[Entries from an annotation dataset]

((

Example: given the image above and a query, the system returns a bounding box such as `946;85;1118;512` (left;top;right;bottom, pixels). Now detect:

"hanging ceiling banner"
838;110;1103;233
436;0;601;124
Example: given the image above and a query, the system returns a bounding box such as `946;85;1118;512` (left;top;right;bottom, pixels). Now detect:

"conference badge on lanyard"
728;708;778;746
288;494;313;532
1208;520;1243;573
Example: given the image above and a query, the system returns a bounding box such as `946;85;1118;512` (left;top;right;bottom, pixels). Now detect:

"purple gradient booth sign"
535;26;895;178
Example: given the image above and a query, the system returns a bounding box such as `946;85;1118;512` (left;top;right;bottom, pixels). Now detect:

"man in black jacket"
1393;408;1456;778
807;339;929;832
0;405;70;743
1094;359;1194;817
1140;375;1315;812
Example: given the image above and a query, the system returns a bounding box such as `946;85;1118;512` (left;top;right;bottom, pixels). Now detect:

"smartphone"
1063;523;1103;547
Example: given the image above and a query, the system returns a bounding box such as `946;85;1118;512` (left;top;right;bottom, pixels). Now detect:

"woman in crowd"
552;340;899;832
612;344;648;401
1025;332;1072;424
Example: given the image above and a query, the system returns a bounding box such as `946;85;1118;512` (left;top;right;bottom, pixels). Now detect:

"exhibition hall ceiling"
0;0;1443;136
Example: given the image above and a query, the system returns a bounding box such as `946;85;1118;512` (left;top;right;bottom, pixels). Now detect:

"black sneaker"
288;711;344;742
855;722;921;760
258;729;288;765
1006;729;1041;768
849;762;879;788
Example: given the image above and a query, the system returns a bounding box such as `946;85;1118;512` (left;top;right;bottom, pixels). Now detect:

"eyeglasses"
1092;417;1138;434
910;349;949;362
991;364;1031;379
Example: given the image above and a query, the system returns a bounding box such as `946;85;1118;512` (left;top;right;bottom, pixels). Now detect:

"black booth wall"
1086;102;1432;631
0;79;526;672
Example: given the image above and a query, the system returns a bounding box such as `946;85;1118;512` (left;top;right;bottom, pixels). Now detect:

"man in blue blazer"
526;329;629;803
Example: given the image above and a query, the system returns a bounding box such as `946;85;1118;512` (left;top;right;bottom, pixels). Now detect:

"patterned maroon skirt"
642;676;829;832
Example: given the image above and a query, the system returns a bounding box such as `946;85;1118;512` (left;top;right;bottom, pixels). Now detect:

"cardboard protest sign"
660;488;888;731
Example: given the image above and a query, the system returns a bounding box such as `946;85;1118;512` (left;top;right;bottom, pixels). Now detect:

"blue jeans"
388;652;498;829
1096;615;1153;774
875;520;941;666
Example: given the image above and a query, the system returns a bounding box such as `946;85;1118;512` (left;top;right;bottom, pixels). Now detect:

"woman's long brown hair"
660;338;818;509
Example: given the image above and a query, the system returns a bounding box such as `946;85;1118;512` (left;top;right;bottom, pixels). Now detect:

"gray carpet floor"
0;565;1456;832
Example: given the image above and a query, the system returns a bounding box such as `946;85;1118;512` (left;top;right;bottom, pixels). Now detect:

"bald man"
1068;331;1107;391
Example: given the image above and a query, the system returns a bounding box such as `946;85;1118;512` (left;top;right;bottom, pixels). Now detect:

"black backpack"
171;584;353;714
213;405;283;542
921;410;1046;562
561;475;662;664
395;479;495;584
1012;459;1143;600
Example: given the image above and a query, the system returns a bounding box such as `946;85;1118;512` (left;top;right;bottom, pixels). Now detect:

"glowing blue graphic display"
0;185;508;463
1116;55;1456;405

))

[What to produce]
Rewrite all of the lines above, replacing "Now detect" with "Now locate" and leaving everything else unchanged.

[Solution to the problem]
Example: given the image above and a query, the system returns a bounding box such as `946;85;1118;512` (left;top;right;bottom, pixels). Now locate:

"hanging ceiling banner"
838;110;1103;233
436;0;601;124
Example: given the image above and a query, the system returns a bounding box such as `946;85;1118;512` (left;top;right;bottom, pixels). Now locate:

"conference badge on lanyard"
728;708;778;746
288;494;313;532
1208;520;1243;573
Example: given the image above and a query, the system returns a bounding box such as `946;85;1118;512` (left;top;right;bottom, pixels). Now locate:

"purple gradient booth sign"
535;26;895;178
Example: given the image above and a query, the system returns a bounding box such as `946;85;1118;512` (left;top;right;bottom, pixels). Now locate:

"man in black jacket"
1393;408;1456;778
807;339;929;832
0;405;70;743
1094;359;1194;817
1140;375;1315;812
Example: given the image above and a query, the system returns a bounding box such as `946;85;1118;512` (left;top;right;bottom, pixels). Now locate:

"smartphone"
1063;523;1103;547
Example: given the image above and a query, the system returns a bounding box such as `946;85;1118;512` (left;top;right;bottom, pixels). Now locate:

"woman in crowd"
552;340;899;832
612;344;648;401
1025;332;1072;424
Example: given the image above and a query, the system returns a bounding box such as `946;85;1118;512` (left;top;right;bottom, pixels). Now locate:

"exhibition hall ceiling"
0;0;1443;136
Example: given the image above and a query, the system returns a bounding box such as `946;85;1118;512` (left;top;right;bottom, pixels). Now locate:

"black sneaker"
288;711;344;742
855;722;921;760
258;729;288;765
1006;729;1041;768
849;762;879;788
Example: given the image above and a query, the system returns a bounding box such as `946;85;1118;512` (left;top;right;bottom, pixels). Now locate:

"eyeglasses"
1092;417;1138;434
910;349;949;362
991;364;1031;379
Example: given the image above and a query, the system returns a bounding box such as `946;85;1118;512` (left;top;right;bottom, pixels). Now locate:

"black booth wall"
1086;102;1432;631
0;79;526;672
Example: given the image above and a query, the system returns a bounding box such as `946;85;1118;512` (left;top;right;bottom, pixels). Now locate:

"man in blue blazer"
526;329;629;803
Example: given the image above and a query, the system returns a bounding box such as `946;85;1118;512` (left;top;right;bottom, pixels). Now locate:

"patterned maroon skirt"
642;676;829;832
Example: given the image above and a query, the system returns a bounding box such as `946;85;1118;512` (left;top;right;bottom, pixels). Now locate:

"cardboard protest sign"
660;488;888;731
Example: given the image above and a query, the system returns a bounding box such as `946;85;1118;512` (left;top;right;bottom, pixels). Now locate:

"blue jeans"
388;652;498;829
1096;615;1153;774
875;520;941;666
Example: given the image above and a query, the system returns a bounding box such as `946;85;1118;512` (left;top;right;bottom, pixels). Now locate:

"woman's long brown hair"
660;338;818;509
Example: given the image above and a query, the system returns a bounding box such as `946;85;1118;512` (left;top;right;bottom, pixels). Now locate:

"gray carpet floor"
0;565;1456;832
Example: given the image above and a query, the system returns a bounding box such as `946;85;1118;512` (left;top;right;bottom, pixels). Now locate:

"bald man"
1068;331;1107;391
Example: given the image above and a query, the system returns a bounding box such as `946;85;1118;512` (left;top;right;bottom, pixels). Now locate:

"black backpack"
171;584;353;714
213;405;283;542
921;410;1046;562
561;475;662;664
395;479;495;584
1012;459;1143;600
Example: given the image above and a query, the system returns a bounding box such as `946;85;1118;512` (left;top;right;bottom, pixels). Now locate:

"glowing blue graphic display"
0;185;508;463
1116;55;1456;405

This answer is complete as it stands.